**Material provided:**

====================

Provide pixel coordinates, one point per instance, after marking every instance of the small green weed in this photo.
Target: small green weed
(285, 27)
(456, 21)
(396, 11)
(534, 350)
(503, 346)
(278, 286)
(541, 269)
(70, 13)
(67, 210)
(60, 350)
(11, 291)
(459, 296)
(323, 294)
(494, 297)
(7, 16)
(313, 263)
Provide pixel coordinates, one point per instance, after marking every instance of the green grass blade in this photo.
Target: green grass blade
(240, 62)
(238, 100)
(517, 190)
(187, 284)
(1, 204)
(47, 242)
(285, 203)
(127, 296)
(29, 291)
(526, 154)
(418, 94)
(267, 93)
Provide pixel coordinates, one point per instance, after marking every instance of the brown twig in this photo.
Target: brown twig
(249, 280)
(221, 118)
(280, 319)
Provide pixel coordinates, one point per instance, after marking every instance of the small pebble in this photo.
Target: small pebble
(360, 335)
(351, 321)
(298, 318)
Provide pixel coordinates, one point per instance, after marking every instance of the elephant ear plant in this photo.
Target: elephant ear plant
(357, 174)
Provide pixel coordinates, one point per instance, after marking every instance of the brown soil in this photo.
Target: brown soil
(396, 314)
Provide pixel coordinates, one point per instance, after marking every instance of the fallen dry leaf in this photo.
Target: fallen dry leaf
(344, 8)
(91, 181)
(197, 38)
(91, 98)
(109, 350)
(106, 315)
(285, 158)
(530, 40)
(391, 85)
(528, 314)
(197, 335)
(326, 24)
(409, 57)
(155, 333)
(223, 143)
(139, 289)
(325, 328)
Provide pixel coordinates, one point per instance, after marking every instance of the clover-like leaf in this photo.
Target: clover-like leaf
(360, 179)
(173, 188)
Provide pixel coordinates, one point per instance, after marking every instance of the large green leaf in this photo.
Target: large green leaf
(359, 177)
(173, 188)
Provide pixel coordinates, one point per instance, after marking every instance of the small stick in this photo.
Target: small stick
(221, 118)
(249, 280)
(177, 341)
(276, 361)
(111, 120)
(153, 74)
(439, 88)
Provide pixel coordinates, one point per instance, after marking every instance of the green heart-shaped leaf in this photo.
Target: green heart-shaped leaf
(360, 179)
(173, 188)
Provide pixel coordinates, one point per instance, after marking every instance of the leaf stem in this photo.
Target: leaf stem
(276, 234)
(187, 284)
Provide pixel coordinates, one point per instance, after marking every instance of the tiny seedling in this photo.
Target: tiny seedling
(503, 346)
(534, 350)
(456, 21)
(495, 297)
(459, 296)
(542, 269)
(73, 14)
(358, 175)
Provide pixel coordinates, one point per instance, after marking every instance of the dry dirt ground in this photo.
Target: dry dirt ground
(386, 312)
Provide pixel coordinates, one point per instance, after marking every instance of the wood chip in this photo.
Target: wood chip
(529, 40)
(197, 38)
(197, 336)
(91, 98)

====================

**Your objective:** Render every line of the listing, from the line containing "clover-like leaf in this photo." through the end of the listing, both ends included, as a JSON list of strings with one string per line and blank lines left out.

**Final result:**
[
  "Provide pixel coordinates, one point per instance, after marking every instance of the clover-like leaf in this photo.",
  "Target: clover-like leaf",
  "(360, 179)",
  "(173, 188)",
  "Provide pixel coordinates, one point per instance, after marking every instance of the large green leaf in this photo.",
  "Target: large green leaf",
  "(359, 177)",
  "(173, 188)",
  "Provide pixel coordinates, one point per instance, after marking every instance of the small stick in this photo.",
  "Target: small stick",
  "(221, 118)",
  "(249, 280)",
  "(177, 341)",
  "(276, 361)",
  "(111, 120)",
  "(153, 74)",
  "(439, 88)",
  "Provide pixel coordinates, one point per instance, after marking every instance of the green heart-shaped leaf in this photo.",
  "Target: green heart-shaped leaf",
  "(360, 179)",
  "(173, 188)",
  "Provide pixel coordinates, one point per instance, after marking every instance of the leaf stem in this photo.",
  "Target: leaf stem",
  "(276, 234)",
  "(187, 284)",
  "Provide pixel coordinates, one point per instance, after marking every instance of the tiny seedling in this photo.",
  "Target: tiny seedling",
  "(503, 346)",
  "(534, 350)",
  "(456, 21)",
  "(495, 297)",
  "(459, 296)",
  "(542, 269)",
  "(73, 14)",
  "(358, 175)",
  "Provide pixel coordinates, one point per instance, after marking every instance of the dry dirt ground in this photo.",
  "Target: dry dirt ground",
  "(386, 312)",
  "Provide pixel coordinates, one point per instance, after marking every instance of the wood chip in this photo.",
  "Target: wood chip",
  "(529, 40)",
  "(197, 38)",
  "(197, 336)",
  "(91, 98)"
]